··· MATERIAL ···

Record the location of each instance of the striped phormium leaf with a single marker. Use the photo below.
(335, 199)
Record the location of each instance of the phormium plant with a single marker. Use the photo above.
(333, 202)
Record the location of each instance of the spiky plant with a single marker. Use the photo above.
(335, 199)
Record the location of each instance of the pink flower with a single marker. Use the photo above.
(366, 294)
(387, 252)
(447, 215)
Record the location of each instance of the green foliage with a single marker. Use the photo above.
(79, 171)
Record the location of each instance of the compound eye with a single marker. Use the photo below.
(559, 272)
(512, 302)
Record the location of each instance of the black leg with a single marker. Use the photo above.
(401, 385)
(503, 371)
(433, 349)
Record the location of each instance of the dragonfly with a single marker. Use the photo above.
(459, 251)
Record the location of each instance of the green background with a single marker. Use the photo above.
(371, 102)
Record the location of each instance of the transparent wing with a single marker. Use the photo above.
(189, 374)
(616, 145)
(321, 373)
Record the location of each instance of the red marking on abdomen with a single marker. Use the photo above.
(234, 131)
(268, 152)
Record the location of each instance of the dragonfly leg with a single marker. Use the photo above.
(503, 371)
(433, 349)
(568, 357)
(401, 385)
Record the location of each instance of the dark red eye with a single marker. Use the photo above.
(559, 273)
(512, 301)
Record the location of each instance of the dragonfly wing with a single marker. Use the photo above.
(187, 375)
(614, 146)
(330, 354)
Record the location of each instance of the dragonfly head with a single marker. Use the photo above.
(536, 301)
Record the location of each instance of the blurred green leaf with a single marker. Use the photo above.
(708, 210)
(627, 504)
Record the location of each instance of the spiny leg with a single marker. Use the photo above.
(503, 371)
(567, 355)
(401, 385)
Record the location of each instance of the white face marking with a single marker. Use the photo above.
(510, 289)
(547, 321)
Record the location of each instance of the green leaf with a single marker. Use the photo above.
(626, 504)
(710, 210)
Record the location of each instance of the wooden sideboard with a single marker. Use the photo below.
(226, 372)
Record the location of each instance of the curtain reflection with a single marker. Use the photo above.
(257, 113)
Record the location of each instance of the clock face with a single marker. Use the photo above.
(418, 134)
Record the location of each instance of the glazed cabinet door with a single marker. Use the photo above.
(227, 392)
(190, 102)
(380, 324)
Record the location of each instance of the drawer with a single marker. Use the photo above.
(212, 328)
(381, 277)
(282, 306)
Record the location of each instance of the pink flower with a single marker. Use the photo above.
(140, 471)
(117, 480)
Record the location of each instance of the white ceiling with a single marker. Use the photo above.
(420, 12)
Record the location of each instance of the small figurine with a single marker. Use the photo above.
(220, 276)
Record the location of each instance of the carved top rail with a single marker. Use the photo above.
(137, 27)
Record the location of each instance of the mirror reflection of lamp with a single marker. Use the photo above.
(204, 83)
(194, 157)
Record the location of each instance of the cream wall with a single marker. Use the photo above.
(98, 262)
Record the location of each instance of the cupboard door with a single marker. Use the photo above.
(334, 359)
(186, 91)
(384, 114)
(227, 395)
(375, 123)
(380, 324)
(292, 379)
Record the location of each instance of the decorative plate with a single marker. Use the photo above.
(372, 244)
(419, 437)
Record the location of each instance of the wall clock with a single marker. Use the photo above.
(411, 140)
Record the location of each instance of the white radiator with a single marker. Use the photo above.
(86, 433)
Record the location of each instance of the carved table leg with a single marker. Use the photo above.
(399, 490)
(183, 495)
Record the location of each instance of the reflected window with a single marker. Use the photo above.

···

- _SOBRE A TAREFA_
Copie todas as linhas dos itens acima sem nenhuma alteração.

- _RESPOSTA DO EXERCÍCIO_
Record the location of each instance of the striped phormium leaf with a single marker. Use the photo below.
(335, 199)
Record the location of each instance of the phormium plant with a single marker. Use the photo above.
(333, 202)
Record the location of each instance of the spiky plant with a single marker. Use the photo above.
(335, 199)
Record the location of each instance of the pink flower with a single marker. Use the photo above.
(366, 294)
(387, 252)
(447, 215)
Record the location of each instance of the green foliage with a single marker. Use the photo above.
(79, 171)
Record the location of each instance of the compound eye with a single marker. Use the photo below.
(559, 272)
(512, 302)
Record the location of each instance of the black leg with a single marker. Use the photo above.
(401, 385)
(503, 371)
(433, 349)
Record the location of each instance of the dragonfly with a single marker. Use the photo above.
(459, 251)
Record the location of each instance of the green background with a single marker. Use the photo above.
(371, 102)
Record the location of each instance of the transparent wing with a single marker. Use the photo above.
(189, 374)
(616, 145)
(321, 373)
Record the location of each instance of the red marking on abdomen with a single marker. Use the photo above.
(234, 131)
(268, 152)
Record the location of each instance of the dragonfly leg with a single marker. Use the photo above.
(503, 371)
(433, 349)
(568, 357)
(401, 385)
Record the location of each instance of the dark red eye with a single marker. Use the photo above.
(559, 273)
(512, 301)
Record the location of each instance of the dragonfly wing with a single marker. Use the photo above.
(187, 375)
(614, 146)
(330, 354)
Record the location of each instance of the dragonfly head with a single marker. Use the photo above.
(536, 301)
Record the location of each instance of the blurred green leaf with a single marker. Use the photo above.
(708, 210)
(627, 504)
Record the location of each instance of the spiny leg with a single marker. Use the photo above.
(503, 371)
(567, 355)
(401, 385)
Record the location of each instance of the white face marking with a single marker. Use the photo above.
(510, 289)
(547, 321)
Record the location of each instance of the green leaf with a single marker. Use the photo above.
(626, 504)
(710, 210)
Record the location of each instance of the wooden sideboard with a single marker. Use the photo below.
(226, 372)
Record the location of each instance of the curtain reflection with a single marker. Use the photo above.
(257, 113)
Record the location of each instance of the clock face with a single marker. Use the photo above.
(418, 134)
Record the location of each instance of the glazed cabinet door with a single marker. Use the photo above.
(227, 392)
(190, 102)
(380, 324)
Record the location of each instance of the drawer with a single marker. Use the photo above.
(212, 328)
(381, 277)
(282, 306)
Record the location of each instance of the pink flower with a single marker. Use the photo above.
(140, 471)
(117, 480)
Record the location of each instance of the white ceiling with a single marker. Use the photo above.
(420, 12)
Record the location of each instance of the small figurine with a single marker. Use the photo above.
(220, 276)
Record the location of each instance of the carved top rail with a single marker. Use the photo above.
(137, 27)
Record the location of each instance of the mirror reflection of lamp with a single marker. Use the photo above.
(204, 83)
(194, 157)
Record the location of each instance of the cream wall with a single marker. Use the photo above.
(98, 262)
Record the location of each instance of the cupboard door with a single marker. Use the photo above.
(334, 359)
(186, 91)
(384, 114)
(227, 395)
(375, 123)
(380, 324)
(292, 379)
Record the location of each instance of the decorative plate with a single marker. Use the photo above.
(372, 244)
(419, 437)
Record the location of each instance of the wall clock with a single marker. Use the photo above.
(411, 140)
Record the location of each instance of the white radiator with a single marker. Use the photo above.
(86, 433)
Record the location of each instance of the carved table leg with a single marker. Use the photo above.
(399, 490)
(183, 495)
Record the location of each instance of the reflected window with a single marker. Use the photo above.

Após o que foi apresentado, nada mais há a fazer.